** Opening Data for review block **

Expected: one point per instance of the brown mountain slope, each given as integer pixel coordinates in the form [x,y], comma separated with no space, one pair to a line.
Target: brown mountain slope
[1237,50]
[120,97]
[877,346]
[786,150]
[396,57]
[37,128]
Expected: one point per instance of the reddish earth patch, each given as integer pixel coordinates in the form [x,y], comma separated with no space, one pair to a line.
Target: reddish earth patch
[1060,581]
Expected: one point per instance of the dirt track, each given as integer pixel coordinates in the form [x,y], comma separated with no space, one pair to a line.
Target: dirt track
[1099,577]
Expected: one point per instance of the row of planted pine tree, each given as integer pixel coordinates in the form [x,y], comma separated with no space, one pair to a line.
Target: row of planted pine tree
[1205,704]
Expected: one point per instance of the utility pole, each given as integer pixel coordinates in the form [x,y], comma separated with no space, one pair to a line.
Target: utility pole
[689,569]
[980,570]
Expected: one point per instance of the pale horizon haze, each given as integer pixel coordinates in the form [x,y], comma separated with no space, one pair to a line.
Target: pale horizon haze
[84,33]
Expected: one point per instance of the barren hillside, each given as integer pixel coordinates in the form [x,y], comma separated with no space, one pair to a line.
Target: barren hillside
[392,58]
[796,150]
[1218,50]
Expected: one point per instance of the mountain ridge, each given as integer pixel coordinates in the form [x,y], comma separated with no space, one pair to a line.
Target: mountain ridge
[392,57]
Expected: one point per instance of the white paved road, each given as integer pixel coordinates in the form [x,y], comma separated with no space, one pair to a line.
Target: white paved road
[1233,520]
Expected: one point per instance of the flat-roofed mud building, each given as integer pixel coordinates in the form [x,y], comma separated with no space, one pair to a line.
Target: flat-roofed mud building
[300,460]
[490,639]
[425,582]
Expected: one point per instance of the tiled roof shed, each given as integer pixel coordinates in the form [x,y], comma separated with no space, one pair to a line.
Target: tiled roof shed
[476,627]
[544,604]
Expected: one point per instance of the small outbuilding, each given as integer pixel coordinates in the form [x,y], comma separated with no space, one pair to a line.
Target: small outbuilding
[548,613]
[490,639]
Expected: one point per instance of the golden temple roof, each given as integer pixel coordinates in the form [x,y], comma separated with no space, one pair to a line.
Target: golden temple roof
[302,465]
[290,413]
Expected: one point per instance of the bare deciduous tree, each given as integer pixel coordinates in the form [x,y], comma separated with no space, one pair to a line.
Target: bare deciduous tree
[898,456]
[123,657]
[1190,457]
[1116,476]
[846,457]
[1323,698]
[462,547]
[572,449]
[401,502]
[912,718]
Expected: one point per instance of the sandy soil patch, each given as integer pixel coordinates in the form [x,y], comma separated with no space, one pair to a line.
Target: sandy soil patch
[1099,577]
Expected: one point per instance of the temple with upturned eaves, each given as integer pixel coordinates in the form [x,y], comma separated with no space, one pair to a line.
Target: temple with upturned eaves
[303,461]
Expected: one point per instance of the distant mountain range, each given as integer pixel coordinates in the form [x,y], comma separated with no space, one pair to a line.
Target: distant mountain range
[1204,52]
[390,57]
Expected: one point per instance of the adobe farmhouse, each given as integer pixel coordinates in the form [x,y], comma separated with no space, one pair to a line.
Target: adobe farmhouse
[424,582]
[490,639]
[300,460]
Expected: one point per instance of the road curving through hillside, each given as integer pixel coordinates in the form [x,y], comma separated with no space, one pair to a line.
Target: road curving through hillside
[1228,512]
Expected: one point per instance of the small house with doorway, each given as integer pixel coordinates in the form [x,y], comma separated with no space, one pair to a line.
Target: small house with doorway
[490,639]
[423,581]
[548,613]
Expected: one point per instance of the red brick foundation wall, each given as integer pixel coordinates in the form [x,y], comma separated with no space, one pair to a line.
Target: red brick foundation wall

** Closing Data for review block **

Work instruction: Your answer must be one number: the count of lines in the entries that contain the string "brick".

Task solution: 2